Gaudenzia Flaccavento 14 dicembre 2024


Per trovare le stelle bisogna cercarle nella più profonda oscurità. Che non sempre è quella del cielo notturno. Talvolta è il buio di un sepolcro.
A cercare il cielo in una tomba è Lorenzo Guardiano, ragusano, dottore di ricerca in Egittologia, assegnista di ricerca e professore a contratto presso l’Università degli Studi di Milano e membro della missione italo-egiziana di scavo e salvaguardia archeologica EIMAWA ad Assuan (Egitto). Oltre ad occuparsi di filologia, epigrafia e astronomia egiziana è anche un apprezzato pianista. Mantiene fortissimo il suo legame con la città d’origine, ed è infatti nel Comitato Tecnico Scientifico dell’Ecomuseo Carat promosso dal comune di Ragusa.

────────────────────────────────────────

Dettagli del compito:
Riscrivi il pezzo dell'articolo da "Gaudenzia Flaccavento 14" fino a "di un sepolcro." compreso, cambiando "stelle" in "comete".

Materiale fornito:
────────────────────────────────────────

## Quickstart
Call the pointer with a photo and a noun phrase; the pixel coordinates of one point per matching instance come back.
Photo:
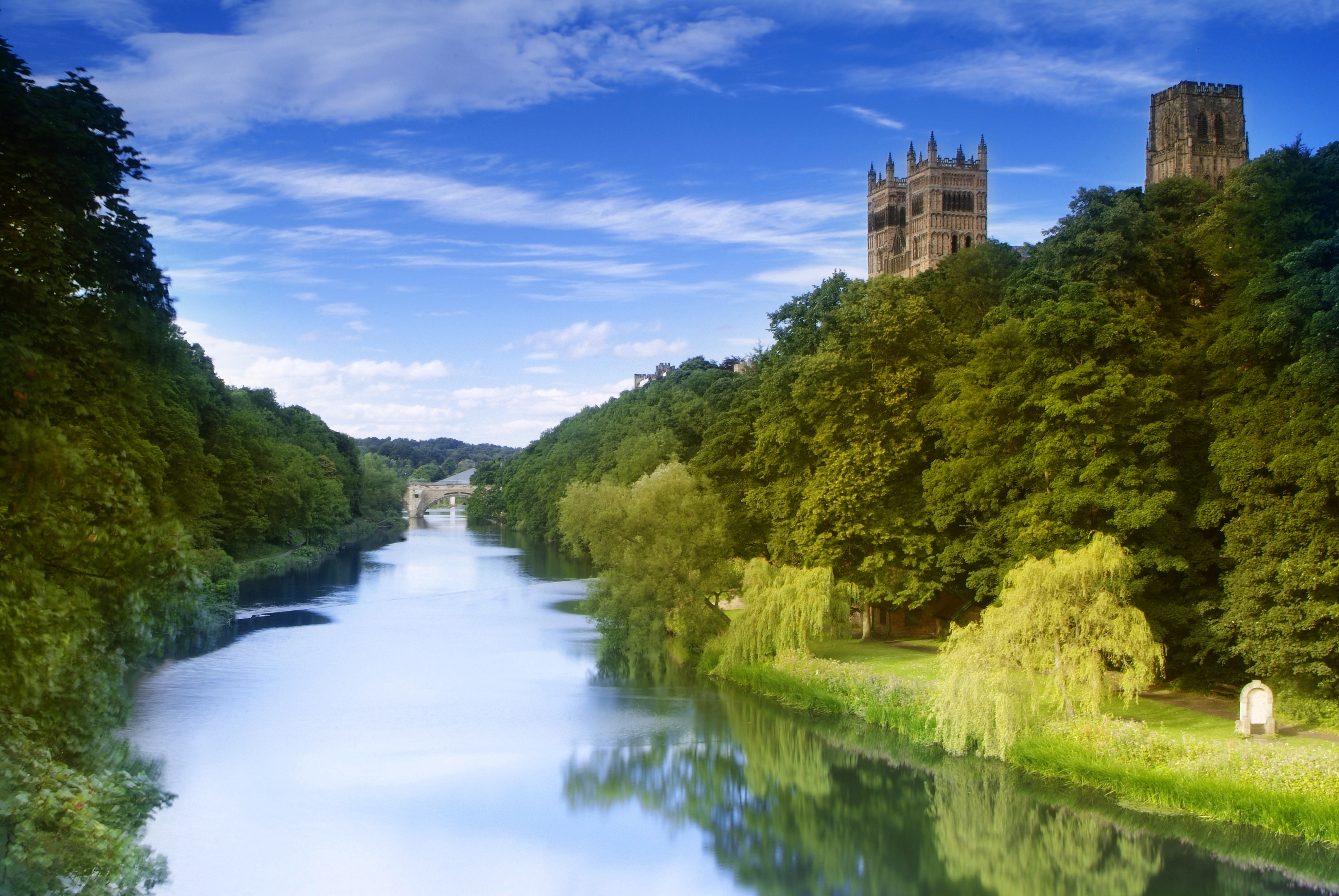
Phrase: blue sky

────────────────────────────────────────

In risposta:
Gaudenzia Flaccavento 14 dicembre 2024


Per trovare le comete bisogna cercarle nella più profonda oscurità. Che non sempre è quella del cielo notturno. Talvolta è il buio di un sepolcro.